[Begin Material for this task]
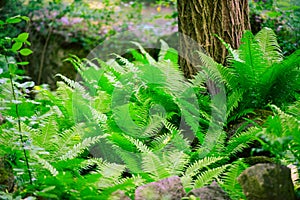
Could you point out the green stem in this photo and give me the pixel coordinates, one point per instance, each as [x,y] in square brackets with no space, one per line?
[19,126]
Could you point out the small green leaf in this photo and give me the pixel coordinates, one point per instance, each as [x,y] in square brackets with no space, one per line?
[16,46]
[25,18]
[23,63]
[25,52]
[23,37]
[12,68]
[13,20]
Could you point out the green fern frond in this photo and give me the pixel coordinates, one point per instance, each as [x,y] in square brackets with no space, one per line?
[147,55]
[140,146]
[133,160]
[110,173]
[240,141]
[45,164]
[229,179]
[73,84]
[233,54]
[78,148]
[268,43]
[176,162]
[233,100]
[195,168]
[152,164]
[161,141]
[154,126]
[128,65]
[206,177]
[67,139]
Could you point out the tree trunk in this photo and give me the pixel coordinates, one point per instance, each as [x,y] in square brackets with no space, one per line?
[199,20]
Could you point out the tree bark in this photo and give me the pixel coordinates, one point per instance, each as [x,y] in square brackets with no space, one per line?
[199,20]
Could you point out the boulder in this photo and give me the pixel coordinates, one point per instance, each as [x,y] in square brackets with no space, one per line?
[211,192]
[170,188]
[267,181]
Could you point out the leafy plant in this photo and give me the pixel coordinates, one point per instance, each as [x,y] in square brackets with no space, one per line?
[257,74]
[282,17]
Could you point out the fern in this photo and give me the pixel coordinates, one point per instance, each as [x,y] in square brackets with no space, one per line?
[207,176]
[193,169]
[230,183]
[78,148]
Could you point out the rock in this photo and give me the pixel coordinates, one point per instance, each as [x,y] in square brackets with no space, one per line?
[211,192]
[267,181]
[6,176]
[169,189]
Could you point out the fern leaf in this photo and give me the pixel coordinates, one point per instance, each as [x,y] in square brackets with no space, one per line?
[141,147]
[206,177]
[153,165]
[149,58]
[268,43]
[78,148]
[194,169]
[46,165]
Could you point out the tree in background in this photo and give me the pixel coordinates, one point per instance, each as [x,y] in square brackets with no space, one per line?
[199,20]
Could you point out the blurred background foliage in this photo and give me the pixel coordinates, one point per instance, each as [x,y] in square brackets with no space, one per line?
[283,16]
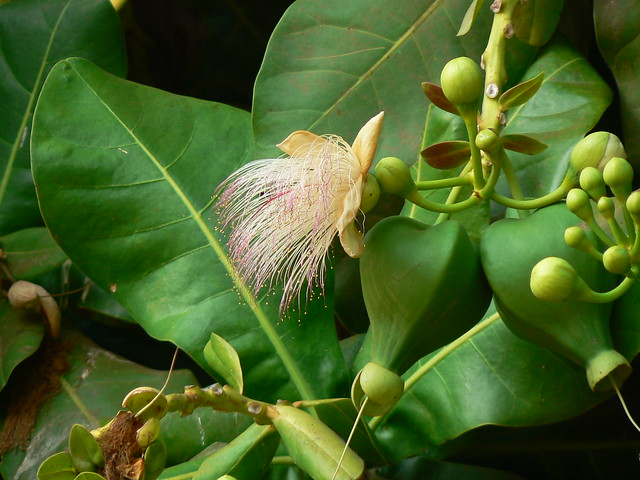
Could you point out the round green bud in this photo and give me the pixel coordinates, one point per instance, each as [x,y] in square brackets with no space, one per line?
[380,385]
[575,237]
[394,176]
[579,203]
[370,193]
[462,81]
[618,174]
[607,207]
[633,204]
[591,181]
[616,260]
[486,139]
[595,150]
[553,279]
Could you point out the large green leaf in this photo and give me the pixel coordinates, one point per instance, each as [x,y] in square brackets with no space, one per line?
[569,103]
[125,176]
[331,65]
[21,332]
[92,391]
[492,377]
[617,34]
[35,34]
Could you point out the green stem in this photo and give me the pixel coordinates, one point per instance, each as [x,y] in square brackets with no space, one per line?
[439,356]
[End Material for this task]
[Begin Material for this task]
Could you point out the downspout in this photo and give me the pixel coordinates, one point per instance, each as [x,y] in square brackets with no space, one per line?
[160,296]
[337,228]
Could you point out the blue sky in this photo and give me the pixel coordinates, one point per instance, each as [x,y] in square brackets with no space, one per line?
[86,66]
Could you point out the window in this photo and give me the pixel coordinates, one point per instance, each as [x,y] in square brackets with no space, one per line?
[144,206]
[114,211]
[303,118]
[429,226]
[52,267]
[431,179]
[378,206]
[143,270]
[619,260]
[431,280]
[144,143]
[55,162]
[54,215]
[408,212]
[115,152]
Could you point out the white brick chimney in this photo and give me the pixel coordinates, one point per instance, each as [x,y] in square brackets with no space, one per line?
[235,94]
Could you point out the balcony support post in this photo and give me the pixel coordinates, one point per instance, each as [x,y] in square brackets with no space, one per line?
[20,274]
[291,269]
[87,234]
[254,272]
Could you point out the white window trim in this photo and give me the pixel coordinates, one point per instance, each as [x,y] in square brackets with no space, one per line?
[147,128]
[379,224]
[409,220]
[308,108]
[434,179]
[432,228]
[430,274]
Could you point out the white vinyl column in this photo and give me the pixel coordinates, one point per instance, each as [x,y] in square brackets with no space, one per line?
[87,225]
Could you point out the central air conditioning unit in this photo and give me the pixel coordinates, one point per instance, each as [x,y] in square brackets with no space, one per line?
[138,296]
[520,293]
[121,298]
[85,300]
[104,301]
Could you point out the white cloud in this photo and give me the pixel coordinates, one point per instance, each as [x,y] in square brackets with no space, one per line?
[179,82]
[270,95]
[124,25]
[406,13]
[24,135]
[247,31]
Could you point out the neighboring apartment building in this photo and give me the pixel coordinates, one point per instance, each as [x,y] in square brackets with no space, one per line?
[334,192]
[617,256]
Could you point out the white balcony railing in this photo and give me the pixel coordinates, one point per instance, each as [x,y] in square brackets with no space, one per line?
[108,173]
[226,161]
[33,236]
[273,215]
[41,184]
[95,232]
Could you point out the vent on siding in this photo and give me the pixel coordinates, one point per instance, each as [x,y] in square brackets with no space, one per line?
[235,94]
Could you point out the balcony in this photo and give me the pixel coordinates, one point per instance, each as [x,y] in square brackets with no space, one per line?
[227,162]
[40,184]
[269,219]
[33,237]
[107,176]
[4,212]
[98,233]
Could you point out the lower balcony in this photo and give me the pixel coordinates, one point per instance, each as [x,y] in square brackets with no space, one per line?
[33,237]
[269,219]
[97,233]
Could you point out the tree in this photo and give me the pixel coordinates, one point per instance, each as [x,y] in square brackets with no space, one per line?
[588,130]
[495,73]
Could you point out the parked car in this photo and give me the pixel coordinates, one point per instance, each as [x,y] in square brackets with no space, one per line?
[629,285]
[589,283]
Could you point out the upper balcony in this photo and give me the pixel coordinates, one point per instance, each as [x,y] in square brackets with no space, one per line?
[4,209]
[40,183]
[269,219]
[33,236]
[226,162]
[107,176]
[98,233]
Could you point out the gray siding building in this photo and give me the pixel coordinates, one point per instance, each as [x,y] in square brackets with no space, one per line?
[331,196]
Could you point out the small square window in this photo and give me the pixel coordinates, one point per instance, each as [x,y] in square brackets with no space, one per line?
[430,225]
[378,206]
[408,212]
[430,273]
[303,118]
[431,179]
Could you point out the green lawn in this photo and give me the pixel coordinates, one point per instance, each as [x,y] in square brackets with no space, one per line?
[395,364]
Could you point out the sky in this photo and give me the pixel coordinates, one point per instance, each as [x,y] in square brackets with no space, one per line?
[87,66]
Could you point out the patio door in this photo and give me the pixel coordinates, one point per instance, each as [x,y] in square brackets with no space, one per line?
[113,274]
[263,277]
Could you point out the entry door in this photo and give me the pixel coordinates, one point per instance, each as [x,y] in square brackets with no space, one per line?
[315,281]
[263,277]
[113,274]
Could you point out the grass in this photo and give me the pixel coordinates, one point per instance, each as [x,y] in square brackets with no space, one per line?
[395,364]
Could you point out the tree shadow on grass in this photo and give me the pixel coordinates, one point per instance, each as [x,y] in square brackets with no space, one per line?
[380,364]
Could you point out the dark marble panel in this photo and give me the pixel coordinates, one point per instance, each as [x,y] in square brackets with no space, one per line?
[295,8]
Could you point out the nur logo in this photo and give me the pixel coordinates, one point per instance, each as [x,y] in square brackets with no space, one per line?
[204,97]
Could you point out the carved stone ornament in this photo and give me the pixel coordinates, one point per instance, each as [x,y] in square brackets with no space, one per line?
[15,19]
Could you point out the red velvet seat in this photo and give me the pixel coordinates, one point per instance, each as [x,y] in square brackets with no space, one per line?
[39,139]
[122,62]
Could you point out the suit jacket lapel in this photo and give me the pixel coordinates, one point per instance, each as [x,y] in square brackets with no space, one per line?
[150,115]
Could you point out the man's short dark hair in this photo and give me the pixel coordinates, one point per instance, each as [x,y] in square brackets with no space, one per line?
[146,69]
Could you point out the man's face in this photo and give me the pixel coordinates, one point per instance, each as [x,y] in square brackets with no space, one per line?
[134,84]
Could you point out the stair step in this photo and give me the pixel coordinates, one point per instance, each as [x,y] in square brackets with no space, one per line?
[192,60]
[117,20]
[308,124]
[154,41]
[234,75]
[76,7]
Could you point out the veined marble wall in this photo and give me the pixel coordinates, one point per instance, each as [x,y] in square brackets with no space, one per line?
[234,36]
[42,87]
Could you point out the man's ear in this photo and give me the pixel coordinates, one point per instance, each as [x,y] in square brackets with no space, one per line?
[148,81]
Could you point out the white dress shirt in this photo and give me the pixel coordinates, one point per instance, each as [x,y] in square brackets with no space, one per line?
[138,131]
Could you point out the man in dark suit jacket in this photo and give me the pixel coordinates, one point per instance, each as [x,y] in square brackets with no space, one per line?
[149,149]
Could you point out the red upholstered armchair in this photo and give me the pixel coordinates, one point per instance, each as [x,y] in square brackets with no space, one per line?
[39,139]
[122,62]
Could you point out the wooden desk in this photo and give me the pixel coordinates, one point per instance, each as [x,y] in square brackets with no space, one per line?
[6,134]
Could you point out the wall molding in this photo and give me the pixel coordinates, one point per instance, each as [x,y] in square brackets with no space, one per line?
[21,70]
[End Material for this task]
[Begin Material for this task]
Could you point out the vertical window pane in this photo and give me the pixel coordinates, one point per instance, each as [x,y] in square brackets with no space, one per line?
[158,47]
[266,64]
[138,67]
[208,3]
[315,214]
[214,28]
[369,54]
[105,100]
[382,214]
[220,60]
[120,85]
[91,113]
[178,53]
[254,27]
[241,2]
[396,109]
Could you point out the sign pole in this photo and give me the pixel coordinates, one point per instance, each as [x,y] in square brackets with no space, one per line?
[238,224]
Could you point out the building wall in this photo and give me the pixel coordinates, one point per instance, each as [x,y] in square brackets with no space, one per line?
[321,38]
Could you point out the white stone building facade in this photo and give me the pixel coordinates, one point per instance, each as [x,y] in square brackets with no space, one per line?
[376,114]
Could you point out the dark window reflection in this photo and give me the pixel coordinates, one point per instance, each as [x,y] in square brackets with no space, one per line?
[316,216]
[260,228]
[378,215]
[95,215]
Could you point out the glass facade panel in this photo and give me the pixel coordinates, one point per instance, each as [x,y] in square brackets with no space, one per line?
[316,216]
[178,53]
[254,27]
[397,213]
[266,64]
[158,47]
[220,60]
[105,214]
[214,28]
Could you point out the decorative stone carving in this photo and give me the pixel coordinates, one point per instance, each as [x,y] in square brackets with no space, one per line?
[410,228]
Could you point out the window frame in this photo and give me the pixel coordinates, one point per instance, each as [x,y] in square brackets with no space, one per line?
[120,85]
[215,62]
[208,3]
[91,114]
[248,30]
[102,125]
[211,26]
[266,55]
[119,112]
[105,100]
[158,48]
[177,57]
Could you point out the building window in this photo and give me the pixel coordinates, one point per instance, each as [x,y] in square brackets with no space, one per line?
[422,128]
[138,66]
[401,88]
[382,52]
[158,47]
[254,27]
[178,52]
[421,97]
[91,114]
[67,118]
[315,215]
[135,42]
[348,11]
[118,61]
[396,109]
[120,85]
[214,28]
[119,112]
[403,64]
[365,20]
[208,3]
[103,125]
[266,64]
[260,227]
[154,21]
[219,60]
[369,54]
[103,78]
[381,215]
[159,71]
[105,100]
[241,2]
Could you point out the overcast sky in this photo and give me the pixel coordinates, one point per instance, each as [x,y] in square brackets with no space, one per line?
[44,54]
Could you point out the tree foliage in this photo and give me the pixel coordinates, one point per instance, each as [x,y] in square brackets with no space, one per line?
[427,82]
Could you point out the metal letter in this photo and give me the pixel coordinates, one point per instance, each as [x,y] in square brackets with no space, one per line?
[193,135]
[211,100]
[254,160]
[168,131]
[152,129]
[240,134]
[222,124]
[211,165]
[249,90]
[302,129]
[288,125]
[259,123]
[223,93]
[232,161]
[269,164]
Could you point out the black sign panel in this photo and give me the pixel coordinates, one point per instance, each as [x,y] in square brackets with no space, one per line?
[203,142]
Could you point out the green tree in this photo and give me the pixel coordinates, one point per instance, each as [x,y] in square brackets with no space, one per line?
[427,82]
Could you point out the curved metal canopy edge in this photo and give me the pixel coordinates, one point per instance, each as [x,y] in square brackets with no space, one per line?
[End Material for this task]
> [Do this] Gather every line in the items above that contains the word "foliage" and copy each of those lines in full.

> [Reply]
Could you point out the blurred background foliage in this photo and give me the pixel coordinates, one point per instance, each as [x,y] in square brackets with no space, one per line?
Could you point out the tree foliage in this photo and give me the pixel coordinates, one point per instance, each as [x,y] in square brackets with no space, one per line?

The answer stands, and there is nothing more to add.